● **DESCRIPTION OF THE TASK**
Could you quote the Explorers review word for word, starting with "Viewers unfamiliar with" and going on through "immature) teen heroes."?

● **EXTRACTED TEXT**
....
Reviewed by Glenn Erickson
Luis Buñuel described Metropolis as two movies glued together by their bellies;
Joe Dante's Explorers is a similar case. The first two thirds is a wonderful story about young
teens on a mysterious quest, and the last third is a Looney Tunes riff on our entire culture as seen
by two blobby aliens obsessed with TV commercials, Elvis Presley and Rock 'n Roll. Dante does both
styles exceedingly well. His later Matinee (deeply in need of of special edition consideration
over at Universal) is a minor masterpiece that shows equal sensitivity toward his juvenile
cast. Explorers is far too charming to be dismissed but it is true that the two halves
don't mesh as well as they could - the promise of wonder and imagination in part one doesn't pay off
in the 'what the heck' dizziness of the final chapter. But it's still a great movie about something
Dante knows better than anyone else, the culture-specific movie-scifi-space obsessions of our 50s-60s
generation, the group that read Famous Monsters and dreamed of gloriously elaborate space fantasies
long before 2001 and Star Wars.
Viewers unfamiliar with the film will be intrigued to find River Phoenix and Ethan Hawke playing
perfectly-realized nerdy (and slightly immature) teen heroes.
....
● **INFORMATION PROVIDED**
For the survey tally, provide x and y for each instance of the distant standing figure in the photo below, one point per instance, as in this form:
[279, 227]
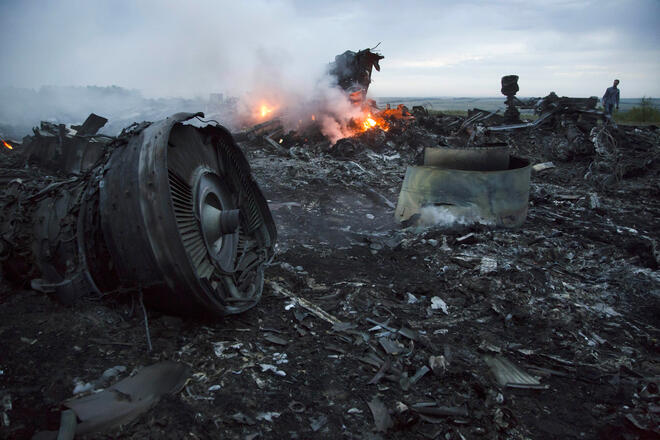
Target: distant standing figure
[611, 98]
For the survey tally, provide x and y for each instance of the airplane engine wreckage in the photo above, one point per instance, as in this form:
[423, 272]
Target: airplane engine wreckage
[168, 210]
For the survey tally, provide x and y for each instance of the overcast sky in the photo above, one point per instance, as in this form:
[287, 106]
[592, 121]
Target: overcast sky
[431, 48]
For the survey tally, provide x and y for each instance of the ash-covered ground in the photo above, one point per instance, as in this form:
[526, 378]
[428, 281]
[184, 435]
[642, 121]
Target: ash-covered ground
[369, 330]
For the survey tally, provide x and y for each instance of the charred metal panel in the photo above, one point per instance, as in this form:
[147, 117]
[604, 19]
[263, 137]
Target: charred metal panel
[489, 157]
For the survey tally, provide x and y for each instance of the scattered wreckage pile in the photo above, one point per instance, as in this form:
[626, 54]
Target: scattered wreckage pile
[443, 326]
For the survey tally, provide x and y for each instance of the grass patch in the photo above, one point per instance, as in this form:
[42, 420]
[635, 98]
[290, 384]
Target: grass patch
[644, 113]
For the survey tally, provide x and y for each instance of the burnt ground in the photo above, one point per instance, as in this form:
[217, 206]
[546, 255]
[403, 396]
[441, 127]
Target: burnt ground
[572, 298]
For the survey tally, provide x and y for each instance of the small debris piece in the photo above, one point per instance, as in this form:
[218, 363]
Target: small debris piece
[438, 304]
[68, 424]
[543, 166]
[273, 368]
[297, 407]
[312, 308]
[381, 372]
[268, 416]
[382, 418]
[444, 411]
[438, 364]
[91, 126]
[508, 375]
[419, 374]
[391, 346]
[470, 238]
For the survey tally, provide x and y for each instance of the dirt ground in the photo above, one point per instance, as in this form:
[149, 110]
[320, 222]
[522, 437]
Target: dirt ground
[571, 297]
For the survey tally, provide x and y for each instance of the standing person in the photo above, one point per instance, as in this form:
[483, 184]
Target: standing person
[611, 98]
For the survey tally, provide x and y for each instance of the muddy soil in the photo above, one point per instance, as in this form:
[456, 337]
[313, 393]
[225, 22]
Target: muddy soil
[571, 297]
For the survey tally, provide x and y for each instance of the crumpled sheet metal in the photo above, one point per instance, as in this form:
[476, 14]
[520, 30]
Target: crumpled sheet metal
[497, 197]
[128, 398]
[481, 158]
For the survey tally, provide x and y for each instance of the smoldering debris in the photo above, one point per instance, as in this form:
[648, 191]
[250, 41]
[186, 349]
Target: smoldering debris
[83, 233]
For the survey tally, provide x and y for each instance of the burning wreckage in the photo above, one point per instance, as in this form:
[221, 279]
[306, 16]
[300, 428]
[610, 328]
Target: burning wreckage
[496, 299]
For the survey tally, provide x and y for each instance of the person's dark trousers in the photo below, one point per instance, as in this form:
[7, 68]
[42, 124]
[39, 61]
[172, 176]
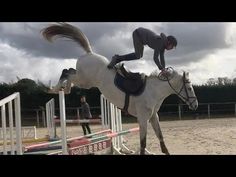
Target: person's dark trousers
[127, 57]
[84, 127]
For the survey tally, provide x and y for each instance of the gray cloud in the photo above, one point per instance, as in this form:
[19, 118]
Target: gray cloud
[195, 42]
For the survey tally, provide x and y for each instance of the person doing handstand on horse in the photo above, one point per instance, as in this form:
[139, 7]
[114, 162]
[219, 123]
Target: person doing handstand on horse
[141, 37]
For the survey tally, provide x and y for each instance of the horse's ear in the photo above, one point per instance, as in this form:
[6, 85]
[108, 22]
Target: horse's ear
[186, 75]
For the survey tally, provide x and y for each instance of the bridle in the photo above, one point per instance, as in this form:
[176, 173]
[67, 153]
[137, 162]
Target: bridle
[185, 81]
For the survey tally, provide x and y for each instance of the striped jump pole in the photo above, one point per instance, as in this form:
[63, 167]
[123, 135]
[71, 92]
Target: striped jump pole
[47, 144]
[80, 121]
[100, 138]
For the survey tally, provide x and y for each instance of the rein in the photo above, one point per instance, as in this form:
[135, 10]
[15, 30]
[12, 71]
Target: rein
[185, 81]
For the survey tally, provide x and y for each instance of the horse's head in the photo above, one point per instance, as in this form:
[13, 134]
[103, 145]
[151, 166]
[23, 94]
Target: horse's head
[185, 91]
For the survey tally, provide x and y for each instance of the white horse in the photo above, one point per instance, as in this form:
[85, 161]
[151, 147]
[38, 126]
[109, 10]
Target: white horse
[91, 71]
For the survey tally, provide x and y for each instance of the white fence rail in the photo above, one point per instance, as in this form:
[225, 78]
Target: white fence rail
[7, 121]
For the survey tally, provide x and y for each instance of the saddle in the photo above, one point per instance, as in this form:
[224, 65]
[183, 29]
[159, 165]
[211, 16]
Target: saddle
[130, 83]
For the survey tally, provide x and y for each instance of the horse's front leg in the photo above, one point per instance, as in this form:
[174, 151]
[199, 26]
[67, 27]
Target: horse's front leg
[156, 127]
[143, 135]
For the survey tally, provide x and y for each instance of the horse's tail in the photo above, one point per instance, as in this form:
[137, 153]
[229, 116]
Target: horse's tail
[67, 31]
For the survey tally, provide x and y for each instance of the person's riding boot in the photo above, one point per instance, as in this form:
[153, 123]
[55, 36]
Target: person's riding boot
[114, 61]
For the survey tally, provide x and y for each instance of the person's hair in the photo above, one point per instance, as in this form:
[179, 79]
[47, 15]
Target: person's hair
[172, 40]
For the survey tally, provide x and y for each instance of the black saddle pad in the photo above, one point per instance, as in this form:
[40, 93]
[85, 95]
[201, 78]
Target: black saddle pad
[130, 86]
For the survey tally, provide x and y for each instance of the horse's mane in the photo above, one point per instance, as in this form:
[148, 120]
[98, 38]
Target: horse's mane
[156, 74]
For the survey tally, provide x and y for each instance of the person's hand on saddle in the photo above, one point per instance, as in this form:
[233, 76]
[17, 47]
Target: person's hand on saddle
[165, 73]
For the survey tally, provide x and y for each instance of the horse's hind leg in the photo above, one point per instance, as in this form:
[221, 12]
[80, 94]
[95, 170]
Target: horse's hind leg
[156, 127]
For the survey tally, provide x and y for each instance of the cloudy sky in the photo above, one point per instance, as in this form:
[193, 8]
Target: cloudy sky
[206, 50]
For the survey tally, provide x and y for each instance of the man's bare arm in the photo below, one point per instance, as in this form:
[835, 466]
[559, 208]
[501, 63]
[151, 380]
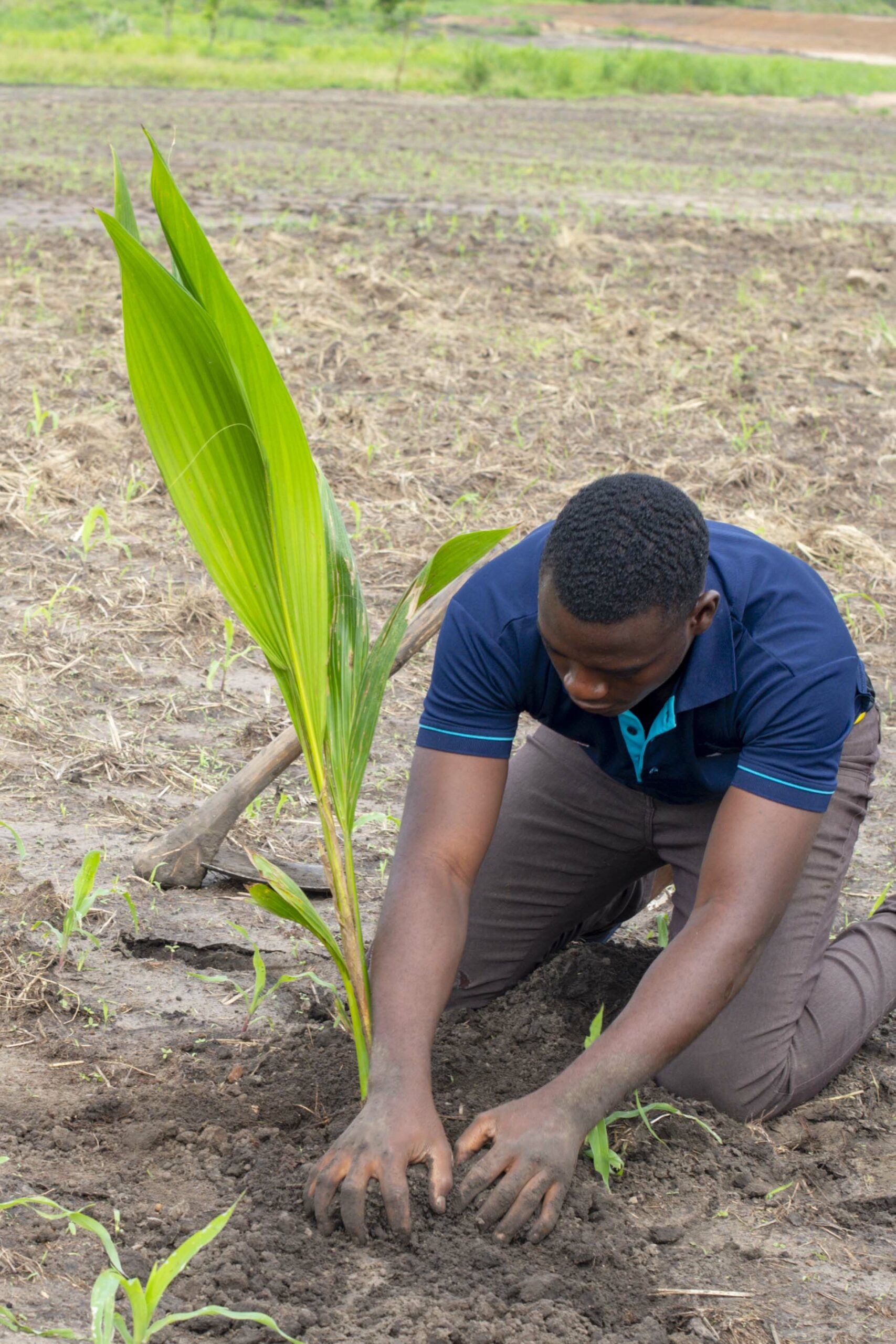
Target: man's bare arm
[754, 858]
[452, 807]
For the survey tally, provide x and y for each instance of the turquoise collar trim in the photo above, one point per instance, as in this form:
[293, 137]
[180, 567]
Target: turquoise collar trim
[635, 737]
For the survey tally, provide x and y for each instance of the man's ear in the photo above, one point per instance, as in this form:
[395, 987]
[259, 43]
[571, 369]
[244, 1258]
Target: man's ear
[704, 612]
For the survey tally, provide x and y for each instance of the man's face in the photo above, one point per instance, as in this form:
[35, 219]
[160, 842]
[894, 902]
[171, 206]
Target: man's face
[610, 668]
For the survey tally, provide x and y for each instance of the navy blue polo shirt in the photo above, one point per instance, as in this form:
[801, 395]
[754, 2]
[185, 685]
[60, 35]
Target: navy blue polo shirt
[765, 698]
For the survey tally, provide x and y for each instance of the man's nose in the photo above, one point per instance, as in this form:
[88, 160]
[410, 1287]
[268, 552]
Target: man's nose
[582, 686]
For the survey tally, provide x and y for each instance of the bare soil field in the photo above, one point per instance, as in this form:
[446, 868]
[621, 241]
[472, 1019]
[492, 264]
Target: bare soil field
[837, 37]
[479, 307]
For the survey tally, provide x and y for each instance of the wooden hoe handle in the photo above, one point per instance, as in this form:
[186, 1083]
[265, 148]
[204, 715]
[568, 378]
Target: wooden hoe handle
[183, 855]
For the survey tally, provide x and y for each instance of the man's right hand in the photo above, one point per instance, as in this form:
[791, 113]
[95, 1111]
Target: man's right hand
[382, 1141]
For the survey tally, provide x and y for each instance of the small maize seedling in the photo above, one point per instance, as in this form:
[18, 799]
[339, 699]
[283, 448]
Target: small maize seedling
[261, 991]
[85, 533]
[233, 452]
[606, 1160]
[47, 609]
[77, 910]
[227, 660]
[16, 838]
[41, 417]
[144, 1300]
[879, 901]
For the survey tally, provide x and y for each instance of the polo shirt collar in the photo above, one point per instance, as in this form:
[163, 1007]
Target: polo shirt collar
[711, 671]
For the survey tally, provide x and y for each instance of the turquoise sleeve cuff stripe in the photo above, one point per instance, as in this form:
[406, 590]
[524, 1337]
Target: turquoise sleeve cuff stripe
[803, 788]
[477, 737]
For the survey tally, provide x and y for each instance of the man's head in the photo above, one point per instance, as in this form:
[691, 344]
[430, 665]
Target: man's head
[623, 589]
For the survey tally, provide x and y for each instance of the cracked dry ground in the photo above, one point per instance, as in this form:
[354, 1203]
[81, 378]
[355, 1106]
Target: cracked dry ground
[525, 301]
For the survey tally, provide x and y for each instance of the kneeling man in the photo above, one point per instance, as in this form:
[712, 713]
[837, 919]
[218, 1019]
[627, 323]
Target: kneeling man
[702, 706]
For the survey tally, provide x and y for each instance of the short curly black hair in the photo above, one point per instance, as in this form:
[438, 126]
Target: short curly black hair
[624, 545]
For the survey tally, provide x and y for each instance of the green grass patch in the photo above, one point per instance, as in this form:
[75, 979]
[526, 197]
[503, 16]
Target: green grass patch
[257, 47]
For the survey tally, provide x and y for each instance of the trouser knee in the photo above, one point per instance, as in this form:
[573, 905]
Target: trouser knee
[742, 1098]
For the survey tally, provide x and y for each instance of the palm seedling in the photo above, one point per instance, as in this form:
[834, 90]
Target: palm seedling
[230, 445]
[606, 1160]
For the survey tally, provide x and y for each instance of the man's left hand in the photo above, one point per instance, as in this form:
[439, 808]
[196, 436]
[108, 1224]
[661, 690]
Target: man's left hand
[535, 1147]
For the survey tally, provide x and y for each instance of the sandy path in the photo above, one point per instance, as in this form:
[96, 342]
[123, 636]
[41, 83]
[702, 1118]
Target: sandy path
[832, 35]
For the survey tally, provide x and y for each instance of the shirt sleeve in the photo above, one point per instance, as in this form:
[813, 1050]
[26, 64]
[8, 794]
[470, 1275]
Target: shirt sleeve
[473, 702]
[794, 737]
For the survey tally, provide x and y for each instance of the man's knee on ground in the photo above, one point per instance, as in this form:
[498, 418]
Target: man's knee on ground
[738, 1096]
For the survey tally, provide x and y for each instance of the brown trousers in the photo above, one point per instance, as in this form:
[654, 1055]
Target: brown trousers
[574, 853]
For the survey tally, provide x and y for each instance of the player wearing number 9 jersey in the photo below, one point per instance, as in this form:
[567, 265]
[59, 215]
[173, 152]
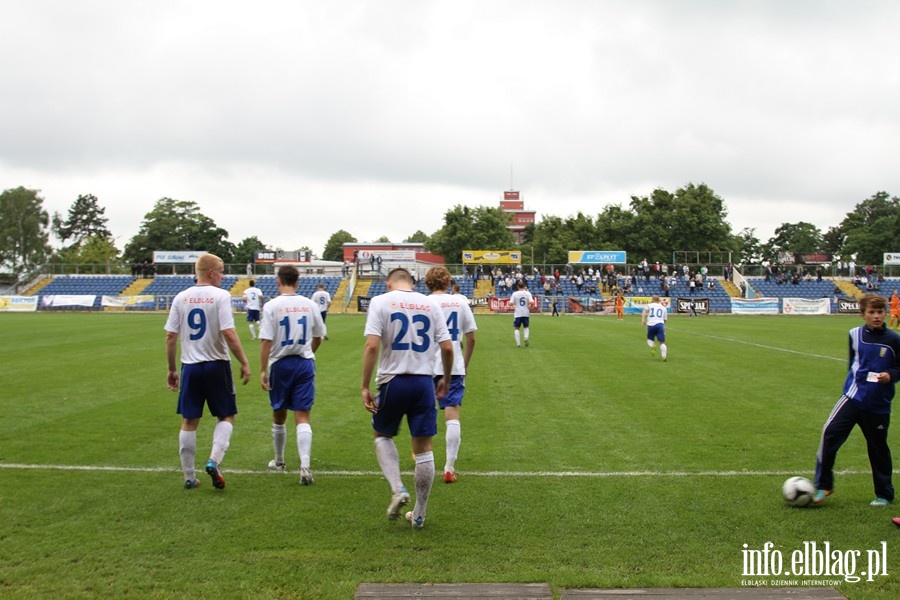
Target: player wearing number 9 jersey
[291, 331]
[403, 327]
[201, 318]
....
● **WRITTEN SOLUTION**
Viewers unfamiliar with the film will be intrigued to find River Phoenix and Ethan Hawke playing
perfectly-realized nerdy (and slightly immature) teen heroes.